● ZU ERLEDIGEN
A. Beantworte anhand des Textes zur gerichtlichen Wertfestsetzung diese Fragen:
(i) Nach welcher Vorschrift erfolgt die vorläufige Wertfestsetzung?
(ii) Was soll ohne Einzahlung des Gerichtskostenvorschusses nicht geschehen?
(iii) In welchem Verfahren lassen sich Einwendungen gegen die Höhe des vorläufig festgesetzten Streitwertes geltend machen?
B. Führe den Text zur gerichtlichen Wertfestsetzung nach seinem letzten Satz weiter.

● AUSGEWÄHLTER AUSZUG
= = =
Dr. Julia Bettina Onderka, Dr. Michael Pießkalla
Rz. 92
Im Bereich der gerichtlichen Wertfestsetzung gibt es eine Vielzahl von Möglichkeiten, die kostenrechtlich relevanten Entscheidungen überprüfen zu lassen.
1. Anfechtung der vorläufigen Wertfestsetzung
Rz. 93
Soweit Gegenstand des Verfahrens nicht eine bestimmte Geldsumme ist, insbesondere also bei unbezifferten Schmerzensgeld- oder Feststellungsklagen, erfolgt eine vorläufige Wertfestsetzung nach § 63 Abs. 1 S. 1 GKG. Damit kann der Gerichtskostenvorschuss berechnet werden, ohne dessen Einzahlung die Klage nicht zugestellt werden soll (§ 12 Abs. 1 GKG).
Rz. 94
Einwendungen gegen die Höhe des vorläufig festgesetzten Streitwertes können nur im Verfahren der Beschwerde gegen die Kostenanforderung geltend gemacht werden (vgl. § 63 Abs. 1 S. 2, § 67 Abs. 1 GKG). Daraus ergibt sich, dass nur der Kostenschuldner (§§ 22 ff. GKG) geltend machen kann, nicht bzw. nicht in dieser Höhe zum Vorschuss verpflichtet zu sein. Dies kann er auch nur dann, wenn die Kosten tatsächlich von ihm angefordert werden. Gegen die vorläufige Streitwertfestsetzung an sich ist dagegen kein isolierter Rechtsbehelf gegeben.
= = =
● DATENTEIL
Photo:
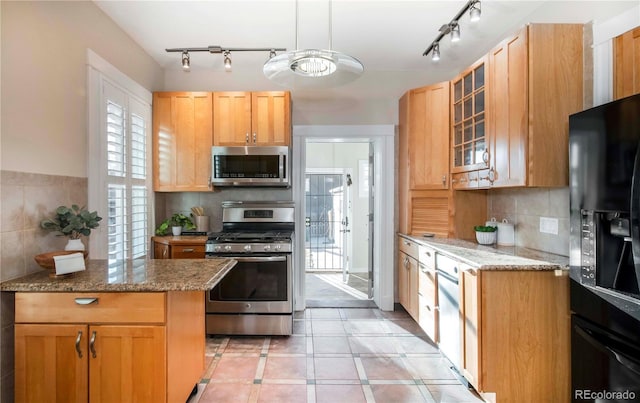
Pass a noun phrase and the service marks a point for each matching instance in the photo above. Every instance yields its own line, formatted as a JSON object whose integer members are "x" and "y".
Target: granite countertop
{"x": 180, "y": 239}
{"x": 140, "y": 275}
{"x": 492, "y": 257}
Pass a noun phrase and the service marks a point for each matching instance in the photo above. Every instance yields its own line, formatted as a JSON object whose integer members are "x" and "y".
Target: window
{"x": 119, "y": 182}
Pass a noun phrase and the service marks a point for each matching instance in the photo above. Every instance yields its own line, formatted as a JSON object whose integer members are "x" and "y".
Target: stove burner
{"x": 267, "y": 236}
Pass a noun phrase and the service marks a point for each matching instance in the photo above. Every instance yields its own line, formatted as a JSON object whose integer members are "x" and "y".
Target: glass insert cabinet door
{"x": 468, "y": 120}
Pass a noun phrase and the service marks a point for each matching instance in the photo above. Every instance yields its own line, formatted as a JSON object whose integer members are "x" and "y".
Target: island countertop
{"x": 139, "y": 275}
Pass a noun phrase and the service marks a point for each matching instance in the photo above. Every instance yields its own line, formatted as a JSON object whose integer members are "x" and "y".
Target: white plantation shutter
{"x": 121, "y": 175}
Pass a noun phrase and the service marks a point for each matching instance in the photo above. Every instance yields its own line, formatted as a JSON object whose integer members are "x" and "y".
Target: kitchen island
{"x": 118, "y": 331}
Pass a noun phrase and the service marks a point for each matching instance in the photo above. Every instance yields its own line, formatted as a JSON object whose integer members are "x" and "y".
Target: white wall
{"x": 43, "y": 113}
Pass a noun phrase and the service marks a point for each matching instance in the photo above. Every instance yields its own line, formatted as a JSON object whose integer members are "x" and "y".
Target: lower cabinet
{"x": 408, "y": 276}
{"x": 108, "y": 347}
{"x": 516, "y": 334}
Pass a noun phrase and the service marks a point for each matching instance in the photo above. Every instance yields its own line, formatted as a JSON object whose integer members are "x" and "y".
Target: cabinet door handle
{"x": 78, "y": 339}
{"x": 92, "y": 344}
{"x": 86, "y": 301}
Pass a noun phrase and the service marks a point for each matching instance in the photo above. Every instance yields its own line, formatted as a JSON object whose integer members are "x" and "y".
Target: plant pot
{"x": 486, "y": 238}
{"x": 74, "y": 244}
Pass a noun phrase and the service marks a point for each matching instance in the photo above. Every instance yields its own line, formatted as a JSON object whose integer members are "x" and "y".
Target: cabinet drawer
{"x": 408, "y": 247}
{"x": 427, "y": 318}
{"x": 427, "y": 284}
{"x": 114, "y": 307}
{"x": 187, "y": 251}
{"x": 427, "y": 257}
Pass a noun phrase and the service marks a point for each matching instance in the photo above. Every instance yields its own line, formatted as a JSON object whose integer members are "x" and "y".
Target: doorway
{"x": 338, "y": 268}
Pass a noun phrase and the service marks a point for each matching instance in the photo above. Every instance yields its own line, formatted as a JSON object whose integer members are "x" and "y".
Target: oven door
{"x": 256, "y": 284}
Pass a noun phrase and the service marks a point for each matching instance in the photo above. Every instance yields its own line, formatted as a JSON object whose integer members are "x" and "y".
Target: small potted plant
{"x": 485, "y": 234}
{"x": 176, "y": 222}
{"x": 72, "y": 222}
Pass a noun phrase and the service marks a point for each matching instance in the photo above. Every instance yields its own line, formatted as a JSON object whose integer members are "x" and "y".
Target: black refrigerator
{"x": 604, "y": 188}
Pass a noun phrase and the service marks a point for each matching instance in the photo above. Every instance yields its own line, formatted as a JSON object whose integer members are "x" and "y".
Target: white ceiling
{"x": 388, "y": 37}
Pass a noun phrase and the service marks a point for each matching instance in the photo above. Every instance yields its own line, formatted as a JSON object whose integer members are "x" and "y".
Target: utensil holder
{"x": 202, "y": 223}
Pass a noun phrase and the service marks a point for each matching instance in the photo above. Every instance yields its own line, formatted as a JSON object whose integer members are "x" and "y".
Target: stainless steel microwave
{"x": 250, "y": 166}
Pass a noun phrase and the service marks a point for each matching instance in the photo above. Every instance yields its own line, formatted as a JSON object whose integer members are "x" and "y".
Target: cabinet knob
{"x": 78, "y": 339}
{"x": 92, "y": 345}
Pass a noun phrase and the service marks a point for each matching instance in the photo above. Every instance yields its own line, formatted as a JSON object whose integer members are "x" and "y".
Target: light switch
{"x": 549, "y": 225}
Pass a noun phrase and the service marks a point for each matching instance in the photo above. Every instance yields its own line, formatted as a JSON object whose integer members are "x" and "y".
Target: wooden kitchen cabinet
{"x": 428, "y": 137}
{"x": 516, "y": 334}
{"x": 468, "y": 122}
{"x": 407, "y": 268}
{"x": 626, "y": 64}
{"x": 440, "y": 211}
{"x": 252, "y": 118}
{"x": 122, "y": 347}
{"x": 182, "y": 140}
{"x": 178, "y": 247}
{"x": 529, "y": 103}
{"x": 427, "y": 292}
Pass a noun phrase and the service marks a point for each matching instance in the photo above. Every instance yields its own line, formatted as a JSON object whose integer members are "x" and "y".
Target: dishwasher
{"x": 449, "y": 306}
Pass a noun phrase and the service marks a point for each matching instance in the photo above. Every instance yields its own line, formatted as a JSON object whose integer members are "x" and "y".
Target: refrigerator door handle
{"x": 635, "y": 214}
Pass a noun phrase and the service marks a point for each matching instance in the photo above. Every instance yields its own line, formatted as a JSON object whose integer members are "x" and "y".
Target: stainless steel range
{"x": 256, "y": 296}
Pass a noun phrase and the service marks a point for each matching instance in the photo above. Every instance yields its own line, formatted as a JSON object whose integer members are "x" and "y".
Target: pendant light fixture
{"x": 313, "y": 68}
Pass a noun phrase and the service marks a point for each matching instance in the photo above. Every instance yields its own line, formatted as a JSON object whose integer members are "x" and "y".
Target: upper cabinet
{"x": 428, "y": 137}
{"x": 626, "y": 73}
{"x": 468, "y": 123}
{"x": 535, "y": 83}
{"x": 252, "y": 118}
{"x": 182, "y": 140}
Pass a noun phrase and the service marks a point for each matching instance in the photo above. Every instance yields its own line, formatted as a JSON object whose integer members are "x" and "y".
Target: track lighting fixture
{"x": 455, "y": 31}
{"x": 227, "y": 61}
{"x": 186, "y": 60}
{"x": 475, "y": 11}
{"x": 435, "y": 54}
{"x": 453, "y": 28}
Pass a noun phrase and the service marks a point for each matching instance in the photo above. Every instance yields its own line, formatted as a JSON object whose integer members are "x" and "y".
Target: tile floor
{"x": 336, "y": 355}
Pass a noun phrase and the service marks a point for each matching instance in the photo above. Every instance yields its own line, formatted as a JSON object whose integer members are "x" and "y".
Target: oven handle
{"x": 258, "y": 258}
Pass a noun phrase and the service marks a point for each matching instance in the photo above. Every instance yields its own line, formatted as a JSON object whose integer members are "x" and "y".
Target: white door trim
{"x": 382, "y": 137}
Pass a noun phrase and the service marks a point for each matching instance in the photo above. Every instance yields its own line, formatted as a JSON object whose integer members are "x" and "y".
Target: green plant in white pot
{"x": 72, "y": 222}
{"x": 176, "y": 223}
{"x": 485, "y": 234}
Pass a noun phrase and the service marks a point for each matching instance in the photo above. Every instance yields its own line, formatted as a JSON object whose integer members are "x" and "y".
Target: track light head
{"x": 186, "y": 61}
{"x": 435, "y": 52}
{"x": 227, "y": 61}
{"x": 475, "y": 11}
{"x": 455, "y": 31}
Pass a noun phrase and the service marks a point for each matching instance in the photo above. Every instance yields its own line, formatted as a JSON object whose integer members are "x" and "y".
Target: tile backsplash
{"x": 524, "y": 208}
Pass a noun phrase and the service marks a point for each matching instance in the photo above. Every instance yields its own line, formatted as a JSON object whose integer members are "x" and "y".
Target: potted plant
{"x": 72, "y": 222}
{"x": 176, "y": 222}
{"x": 485, "y": 234}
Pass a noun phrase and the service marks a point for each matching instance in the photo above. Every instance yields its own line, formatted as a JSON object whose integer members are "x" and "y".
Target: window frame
{"x": 100, "y": 71}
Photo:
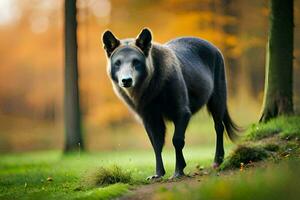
= = =
● DIE ANTWORTEN
A.
(i) Nach § 63 Abs. 1 S. 1 GKG.
(ii) Die Klage soll nicht zugestellt werden (§ 12 Abs. 1 GKG).
(iii) Nur im Verfahren der Beschwerde gegen die Kostenanforderung.

B.
Rz. 95
Hinweis
Nach einer Entscheidung des OLG Köln steht aufgrund der Regelung des (jetzt) § 32 Abs. 2 RVG ausnahmsweise dem Anwalt ein Beschwerderecht gegen die vorläufige Streitwertfestsetzung zu, wenn es aufgrund der Tatsache, dass beiden Parteien Prozesskostenhilfe bewilligt wurde, nicht zu einer Gerichtskostenanforderung kommt.
2. Beschwerde gegen die Wertfestsetzung
Rz. 96
Die abschließende Wertfestsetzung für die Gerichtsgebühren erfolgt gemäß § 63 Abs. 2 GKG, sobald eine Entscheidung über den gesamten Streitgegenstand ergeht oder sich das Verfahren anderweitig erledigt. Diese Festsetzung kann in einem separaten Beschluss oder im Zusammenhang mit der Hauptsacheentscheidung erfolgen. In der Praxis findet sie sich meist am Ende der Entscheidungsgründe des Urteils. Sie ist mit der Beschwerde nach § 68 Abs. 1 GKG anfechtbar.
Rz. 97
Die Staatskasse kann gegen einen zu niedrigen Gegenstandswert Beschwerde im Hinblick auf die damit geringeren Gerichtsgebühren einlegen. Wurde einer Partei Prozesskostenhilfe bewilligt, steht der Staatskasse auch ein Beschwerderecht gegen eine zu hohe Wertfestsetzung zu, da diese Grundlage für den öffentlich-rechtlichen Vergütungsanspruch des Anwalts ist. Die Partei kann nur gegen einen zu hohen, der Anwalt in eigenem Namen (§ 32 Abs. 2 RVG) nur gegen einen zu niedrigen Wert Beschwerde einlegen.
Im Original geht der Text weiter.